[Document section]

In an analysis published in Nature on Tuesday, researchers found that the majority of coronavirus infections early in the pandemic could be traced to a small portion of “points of interest,” namely restaurants, gyms, and religious establishments.

In Chicago, for instance, 10% of the places people visited accounted for 85% of predicted infections.

Identifying these “superspreader” locations can help inform reopening strategies, study co-author Jure Leskovec told Business Insider.

“The places that are the riskiest are restaurants, gyms, cafes and hotels,” said Leskovec, an associate professor of computer science at Stanford. “These are all places where people are relatively densely packed together for a long period of time.”

A study out of the Centers for Disease Control and Prevention conducted in July found people who tested positive for COVID-19 were twice as likely to have reported dining in a restaurant in the 14 days before their diagnosis than those who tested negative.

Staying home and operating at reduced capacities really does make a difference

Faced with the questions of when, where, and how to reopen businesses during the pandemic, researchers created a tool that simulates the spread of COVID-19 based on human mobility patterns.

The team, made up of scientists from Stanford University and Northwestern University, used anonymized, aggregated cellphone data to map the hourly movements of nearly 100 million people across the 10 largest US metropolitan areas between March and May 2020.

Their model can help inform future policy decisions in real time, allowing health officials to simulate the outcome of decisions to reopen at varying capacities based on empirical data rather than waiting weeks to learn the potential consequences. The researchers also published an online tool where anyone can experiment with levels of reopening in Chicago, New York, and San Francisco.

Leskovec said one of the most striking findings of their analysis was how much stay at home orders affect the spread of disease. If no one had stayed home at the beginning of the pandemic, a third of the population in the areas modeled would have been infected with COVID-19 within a month.

The size and capacity of locations, as well as how much time people spend there, affects a location’s superspreader potential.

Reopening is not an all-or-nothing thing, Leskovec said, so reducing the occupancy of a gym or restaurant can decrease potential infections. In one simulation, they found capping Chicago spots at 20% maximum occupancy cut down predicted infections by more than 80%.

The model also helps explain higher infection rates in low-income neighborhood

Although the cellphone data fed into the mobility model didn’t include details about socioeconomic status, the simulation was still able to accurately predict higher rates of infection in low-income neighborhoods compared to wealthier areas.

The model showed people living in low-income neighborhoods were less likely to stay home, which may reflect the prevalence frontline workers who could not perform their jobs remotely, the study authors wrote. Finding ways to help people stay home, like paid leave or income supports, could help close this gap.

Additionally, people from less affluent neighborhoods visited grocery stores that are typically smaller and up to 59% more crowded. Emergency food distribution centers could reduce that density in low-income settings. The authors also suggested implementing free and more widely available testing in high-risk areas.

“These findings could have a valuable role in guiding policy decisions on how to reopen society safely and minimize the harm caused by movement restrictions,” Kevin Ma and Marc Lipsitch of the Harvard T. H. Chan School of Public Health wrote in a commentary published with the study.

[/Document section]
[Given data]

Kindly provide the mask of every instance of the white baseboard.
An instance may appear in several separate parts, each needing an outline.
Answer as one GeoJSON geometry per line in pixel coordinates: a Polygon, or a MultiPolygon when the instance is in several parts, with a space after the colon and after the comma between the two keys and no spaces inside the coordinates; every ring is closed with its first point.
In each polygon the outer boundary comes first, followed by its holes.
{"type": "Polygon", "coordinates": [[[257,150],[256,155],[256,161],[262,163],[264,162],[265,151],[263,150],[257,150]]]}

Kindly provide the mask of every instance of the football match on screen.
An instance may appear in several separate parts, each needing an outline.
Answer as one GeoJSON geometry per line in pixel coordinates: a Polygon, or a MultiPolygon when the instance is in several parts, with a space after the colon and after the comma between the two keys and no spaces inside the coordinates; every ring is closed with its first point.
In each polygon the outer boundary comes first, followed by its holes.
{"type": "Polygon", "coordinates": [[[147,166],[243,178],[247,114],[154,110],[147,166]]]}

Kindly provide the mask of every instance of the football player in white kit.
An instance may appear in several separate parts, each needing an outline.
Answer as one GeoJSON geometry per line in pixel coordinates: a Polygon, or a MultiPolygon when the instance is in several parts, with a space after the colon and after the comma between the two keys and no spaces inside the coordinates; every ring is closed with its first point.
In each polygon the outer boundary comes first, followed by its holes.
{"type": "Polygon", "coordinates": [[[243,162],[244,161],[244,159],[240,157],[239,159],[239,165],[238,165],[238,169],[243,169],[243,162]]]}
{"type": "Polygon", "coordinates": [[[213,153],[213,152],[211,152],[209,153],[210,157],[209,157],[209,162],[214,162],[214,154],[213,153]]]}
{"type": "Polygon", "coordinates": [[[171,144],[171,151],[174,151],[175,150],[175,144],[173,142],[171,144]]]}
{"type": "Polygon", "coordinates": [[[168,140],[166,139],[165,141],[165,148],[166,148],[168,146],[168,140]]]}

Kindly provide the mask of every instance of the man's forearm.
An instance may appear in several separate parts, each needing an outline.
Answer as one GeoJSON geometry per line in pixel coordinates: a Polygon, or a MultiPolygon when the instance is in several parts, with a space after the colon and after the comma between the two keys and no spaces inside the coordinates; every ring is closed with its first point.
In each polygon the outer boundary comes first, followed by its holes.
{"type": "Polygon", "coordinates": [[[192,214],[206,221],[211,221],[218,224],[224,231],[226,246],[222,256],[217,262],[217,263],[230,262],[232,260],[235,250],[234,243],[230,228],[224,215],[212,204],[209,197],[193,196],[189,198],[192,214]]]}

[/Given data]

- Task to carry out: According to the article on coronavirus superspreader locations, by how much did capping Chicago spots at 20% maximum occupancy reduce predicted infections in one simulation? The items are separate material and have nothing to do with the article.

- Completed task: By more than 80%.